- _Items from a dataset_:
Start of Block

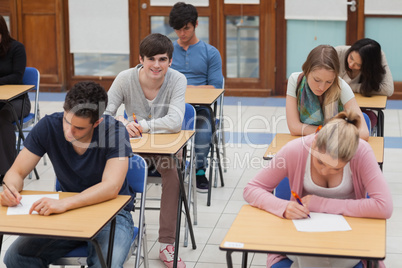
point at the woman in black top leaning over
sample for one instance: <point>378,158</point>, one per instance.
<point>12,68</point>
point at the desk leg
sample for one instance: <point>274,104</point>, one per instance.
<point>244,259</point>
<point>111,242</point>
<point>17,122</point>
<point>182,200</point>
<point>229,259</point>
<point>380,123</point>
<point>1,241</point>
<point>372,264</point>
<point>213,147</point>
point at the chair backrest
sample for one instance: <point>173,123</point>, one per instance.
<point>368,122</point>
<point>189,118</point>
<point>32,77</point>
<point>137,173</point>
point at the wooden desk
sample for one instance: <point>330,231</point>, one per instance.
<point>280,139</point>
<point>377,103</point>
<point>165,144</point>
<point>10,92</point>
<point>255,230</point>
<point>170,145</point>
<point>78,224</point>
<point>202,96</point>
<point>206,97</point>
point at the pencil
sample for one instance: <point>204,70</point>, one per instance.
<point>135,120</point>
<point>11,192</point>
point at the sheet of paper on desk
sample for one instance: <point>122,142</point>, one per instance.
<point>322,222</point>
<point>27,201</point>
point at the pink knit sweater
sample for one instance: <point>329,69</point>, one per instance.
<point>290,162</point>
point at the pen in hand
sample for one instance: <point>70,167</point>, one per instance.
<point>135,120</point>
<point>11,192</point>
<point>298,200</point>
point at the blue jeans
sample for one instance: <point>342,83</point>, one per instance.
<point>203,136</point>
<point>28,251</point>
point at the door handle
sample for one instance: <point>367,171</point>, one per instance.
<point>352,5</point>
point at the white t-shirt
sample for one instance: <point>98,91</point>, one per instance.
<point>346,92</point>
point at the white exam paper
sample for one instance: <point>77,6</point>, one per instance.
<point>322,222</point>
<point>27,201</point>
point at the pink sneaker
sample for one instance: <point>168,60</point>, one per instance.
<point>167,256</point>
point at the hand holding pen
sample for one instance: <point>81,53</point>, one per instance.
<point>296,196</point>
<point>134,129</point>
<point>19,203</point>
<point>135,120</point>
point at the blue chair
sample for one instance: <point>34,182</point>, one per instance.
<point>31,77</point>
<point>154,177</point>
<point>283,191</point>
<point>137,178</point>
<point>368,122</point>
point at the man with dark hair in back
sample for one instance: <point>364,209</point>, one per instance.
<point>201,63</point>
<point>154,93</point>
<point>89,153</point>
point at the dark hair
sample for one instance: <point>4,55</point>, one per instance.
<point>6,39</point>
<point>182,14</point>
<point>86,99</point>
<point>372,71</point>
<point>340,136</point>
<point>155,44</point>
<point>325,57</point>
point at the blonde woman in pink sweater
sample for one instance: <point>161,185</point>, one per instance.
<point>332,171</point>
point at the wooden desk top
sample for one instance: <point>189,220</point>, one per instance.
<point>167,144</point>
<point>260,231</point>
<point>280,139</point>
<point>202,96</point>
<point>9,92</point>
<point>376,102</point>
<point>78,224</point>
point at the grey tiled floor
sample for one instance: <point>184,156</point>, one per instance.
<point>214,221</point>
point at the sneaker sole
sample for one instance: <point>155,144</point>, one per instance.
<point>202,191</point>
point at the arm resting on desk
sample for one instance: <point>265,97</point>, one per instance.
<point>352,105</point>
<point>296,127</point>
<point>367,178</point>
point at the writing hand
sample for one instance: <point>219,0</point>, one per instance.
<point>46,206</point>
<point>296,211</point>
<point>10,197</point>
<point>134,129</point>
<point>306,200</point>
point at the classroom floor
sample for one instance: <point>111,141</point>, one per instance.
<point>249,124</point>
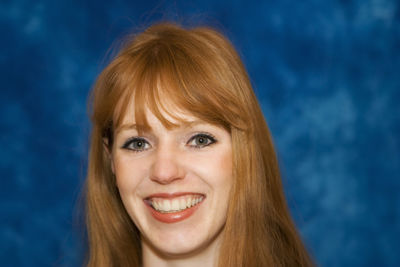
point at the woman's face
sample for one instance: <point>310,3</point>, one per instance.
<point>174,183</point>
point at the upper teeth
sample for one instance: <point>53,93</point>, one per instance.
<point>175,204</point>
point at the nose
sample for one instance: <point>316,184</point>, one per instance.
<point>166,167</point>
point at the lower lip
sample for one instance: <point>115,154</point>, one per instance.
<point>173,217</point>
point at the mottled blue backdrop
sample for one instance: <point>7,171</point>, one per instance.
<point>327,77</point>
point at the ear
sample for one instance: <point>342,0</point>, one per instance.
<point>108,151</point>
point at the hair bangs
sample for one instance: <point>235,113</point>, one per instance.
<point>170,80</point>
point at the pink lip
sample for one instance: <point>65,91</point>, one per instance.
<point>172,217</point>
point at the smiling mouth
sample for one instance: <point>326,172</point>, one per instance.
<point>174,204</point>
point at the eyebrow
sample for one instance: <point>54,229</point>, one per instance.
<point>184,125</point>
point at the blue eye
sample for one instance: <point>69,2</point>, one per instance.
<point>201,140</point>
<point>136,144</point>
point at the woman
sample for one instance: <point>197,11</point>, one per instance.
<point>182,169</point>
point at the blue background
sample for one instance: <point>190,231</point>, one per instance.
<point>326,74</point>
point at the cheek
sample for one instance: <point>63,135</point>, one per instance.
<point>128,173</point>
<point>215,168</point>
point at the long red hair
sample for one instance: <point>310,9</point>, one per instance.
<point>200,72</point>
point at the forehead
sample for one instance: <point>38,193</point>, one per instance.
<point>169,116</point>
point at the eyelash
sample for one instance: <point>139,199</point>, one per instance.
<point>210,140</point>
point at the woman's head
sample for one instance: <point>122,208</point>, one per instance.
<point>163,80</point>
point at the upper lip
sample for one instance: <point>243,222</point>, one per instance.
<point>171,195</point>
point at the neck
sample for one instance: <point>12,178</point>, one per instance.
<point>207,257</point>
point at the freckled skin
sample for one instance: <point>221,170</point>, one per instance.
<point>170,162</point>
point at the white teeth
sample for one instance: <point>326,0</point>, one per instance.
<point>176,204</point>
<point>182,204</point>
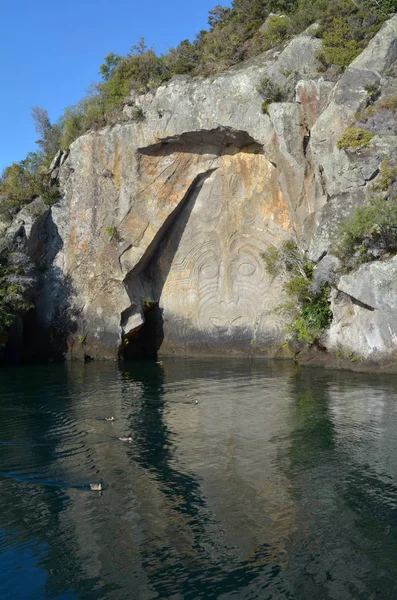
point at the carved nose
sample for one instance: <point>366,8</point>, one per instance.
<point>225,282</point>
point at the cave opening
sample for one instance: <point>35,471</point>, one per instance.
<point>144,342</point>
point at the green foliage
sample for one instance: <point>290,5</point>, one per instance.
<point>138,114</point>
<point>21,182</point>
<point>278,30</point>
<point>388,103</point>
<point>387,176</point>
<point>354,139</point>
<point>270,90</point>
<point>369,234</point>
<point>373,91</point>
<point>346,27</point>
<point>14,282</point>
<point>307,310</point>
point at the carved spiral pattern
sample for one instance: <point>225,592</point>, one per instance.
<point>217,279</point>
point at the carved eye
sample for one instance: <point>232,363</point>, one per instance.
<point>209,271</point>
<point>246,269</point>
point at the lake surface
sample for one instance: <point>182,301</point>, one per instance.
<point>279,484</point>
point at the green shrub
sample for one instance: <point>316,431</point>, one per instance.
<point>278,31</point>
<point>387,176</point>
<point>308,311</point>
<point>138,114</point>
<point>314,317</point>
<point>270,91</point>
<point>373,91</point>
<point>346,27</point>
<point>369,234</point>
<point>354,139</point>
<point>272,260</point>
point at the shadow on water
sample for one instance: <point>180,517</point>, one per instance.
<point>212,569</point>
<point>346,522</point>
<point>279,485</point>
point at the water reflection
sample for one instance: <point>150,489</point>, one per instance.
<point>279,483</point>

End of Block

- _Description of the task_: Print every record above exactly, but no pictures.

- _Exercise solution_:
point at the woman in black top leaning over
sample for one instance: <point>378,158</point>, one per instance.
<point>12,68</point>
point at the desk leg
sample for one instance: <point>274,104</point>, one per instance.
<point>244,259</point>
<point>111,242</point>
<point>17,122</point>
<point>182,200</point>
<point>229,259</point>
<point>380,123</point>
<point>1,241</point>
<point>372,264</point>
<point>213,147</point>
point at the chair backrest
sample for one instance: <point>173,123</point>, one per instance.
<point>368,122</point>
<point>189,118</point>
<point>32,77</point>
<point>137,173</point>
point at the wooden desk
sample for one instance: <point>330,231</point>, one per instance.
<point>280,139</point>
<point>377,103</point>
<point>165,144</point>
<point>10,92</point>
<point>255,230</point>
<point>170,145</point>
<point>78,224</point>
<point>202,96</point>
<point>206,97</point>
point at the pencil
sample for one instance: <point>204,70</point>, one per instance.
<point>135,120</point>
<point>11,192</point>
point at the sheet of paper on desk
sample for one instance: <point>122,142</point>, one per instance.
<point>322,222</point>
<point>27,201</point>
point at the pink knit sweater
sample for one instance: <point>329,69</point>, one per instance.
<point>290,162</point>
point at the pen in hand
sample for one instance: <point>70,167</point>, one per instance.
<point>135,120</point>
<point>11,192</point>
<point>298,200</point>
point at the blue jeans
sample for one instance: <point>342,83</point>, one per instance.
<point>203,136</point>
<point>28,251</point>
point at the door handle
sample for one instance: <point>367,171</point>, one per instance.
<point>352,5</point>
point at the white t-shirt
sample for one instance: <point>98,91</point>, one per instance.
<point>346,92</point>
point at the white exam paper
sample for one instance: <point>77,6</point>, one per instance.
<point>322,222</point>
<point>27,201</point>
point at the pink sneaker
sample for one instance: <point>168,60</point>, one per instance.
<point>167,256</point>
point at the hand holding pen
sample for one instance: <point>81,53</point>, one per instance.
<point>296,196</point>
<point>134,129</point>
<point>19,203</point>
<point>135,120</point>
point at the blue chair
sample for one instance: <point>34,182</point>, one per instance.
<point>31,77</point>
<point>154,177</point>
<point>283,191</point>
<point>137,178</point>
<point>368,122</point>
point at the man with dark hair in back
sample for one instance: <point>364,209</point>, one per instance.
<point>201,63</point>
<point>154,93</point>
<point>89,153</point>
point at the dark hair
sample for one instance: <point>4,55</point>, one per instance.
<point>6,39</point>
<point>182,14</point>
<point>86,99</point>
<point>372,71</point>
<point>340,136</point>
<point>155,44</point>
<point>325,57</point>
point at the blonde woman in pink sweater
sample for one instance: <point>161,185</point>, one per instance.
<point>332,171</point>
point at the wooden desk top
sample for one instance: <point>189,220</point>, one per instance.
<point>167,144</point>
<point>260,231</point>
<point>280,139</point>
<point>202,96</point>
<point>9,92</point>
<point>376,102</point>
<point>78,224</point>
point at the grey tiled floor
sample for one instance: <point>184,156</point>, one per instance.
<point>214,221</point>
point at the sneaker sole
sample for one instance: <point>155,144</point>, one per instance.
<point>202,191</point>
point at the arm resting on desk
sample for one instance: <point>265,97</point>, one per instance.
<point>352,105</point>
<point>296,127</point>
<point>367,178</point>
point at the writing hand
sample for one instance: <point>219,0</point>, one per instance.
<point>46,206</point>
<point>296,211</point>
<point>10,197</point>
<point>134,129</point>
<point>306,200</point>
point at the classroom floor
sample for one instance: <point>111,141</point>, one per instance.
<point>249,124</point>
point at the woman's face
sample for one instance: <point>310,3</point>, one per instance.
<point>174,183</point>
point at the upper teeth
sample for one instance: <point>53,93</point>, one per instance.
<point>175,204</point>
point at the nose
sample for one instance: <point>316,184</point>, one per instance.
<point>166,167</point>
point at the lower lip
sample for one instance: <point>115,154</point>, one per instance.
<point>173,217</point>
point at the mottled blue backdrop
sample for one instance: <point>7,171</point>, one per instance.
<point>327,77</point>
point at the ear
sample for one instance: <point>342,0</point>, one per instance.
<point>108,151</point>
point at the hair bangs
sample for one instance: <point>235,113</point>, one per instance.
<point>170,80</point>
point at the pink lip
sample for one instance: <point>65,91</point>, one per instance.
<point>172,217</point>
point at the smiling mouth
sample for one instance: <point>326,172</point>, one per instance.
<point>174,204</point>
point at the eyebrow
sample for one instance: <point>54,229</point>, one per instance.
<point>184,125</point>
point at the blue eye
sample for one instance: <point>69,2</point>, one per instance.
<point>201,140</point>
<point>136,144</point>
point at the woman
sample for one instance: <point>197,11</point>, one per instance.
<point>182,169</point>
point at the blue background
sample for one instance: <point>190,231</point>, one per instance.
<point>326,74</point>
point at the cheek
sample for one instance: <point>63,135</point>, one per instance.
<point>128,173</point>
<point>215,168</point>
point at the long red hair
sample for one instance: <point>310,9</point>, one per instance.
<point>200,72</point>
point at the forehead
sample for one instance: <point>38,193</point>, one per instance.
<point>169,116</point>
point at the eyelash
sample for one instance: <point>139,199</point>, one per instance.
<point>210,140</point>
point at the woman's head
sample for one instance: <point>122,208</point>, one per instance.
<point>163,80</point>
point at the upper lip
sample for one instance: <point>243,222</point>, one per instance.
<point>171,195</point>
point at the neck
sample for one instance: <point>12,178</point>, one per instance.
<point>207,257</point>
point at the freckled skin
sample for one instance: <point>221,170</point>, one per instance.
<point>170,162</point>
point at the white teeth
sample for one instance: <point>326,0</point>, one per instance.
<point>176,204</point>
<point>182,204</point>
point at the carved nose
sample for one instance: <point>366,8</point>, one per instance.
<point>225,282</point>
point at the cave opening
sample for one instance: <point>35,471</point>, one per instance.
<point>144,342</point>
point at the green foliage
sample for one instance: <point>290,5</point>, one per instance.
<point>138,114</point>
<point>21,182</point>
<point>278,30</point>
<point>388,103</point>
<point>387,176</point>
<point>354,139</point>
<point>270,90</point>
<point>369,234</point>
<point>373,91</point>
<point>346,27</point>
<point>14,282</point>
<point>307,310</point>
point at the carved spiral pattern
sample for one instance: <point>225,592</point>, one per instance.
<point>217,279</point>
point at the carved eye
sample for one instance: <point>232,363</point>, one per instance.
<point>209,271</point>
<point>246,269</point>
point at the lake surface
sample for one instance: <point>182,301</point>, one per instance.
<point>279,484</point>
point at the green shrub
sample for one instance: <point>316,431</point>, one per instance.
<point>278,31</point>
<point>387,176</point>
<point>308,311</point>
<point>138,114</point>
<point>314,317</point>
<point>270,91</point>
<point>373,91</point>
<point>346,27</point>
<point>369,234</point>
<point>354,139</point>
<point>272,260</point>
point at the shadow on water
sample for one instance: <point>180,517</point>, one per instance.
<point>212,569</point>
<point>346,522</point>
<point>279,485</point>
point at the water reflection
sample for one instance: <point>150,489</point>, one per instance.
<point>279,483</point>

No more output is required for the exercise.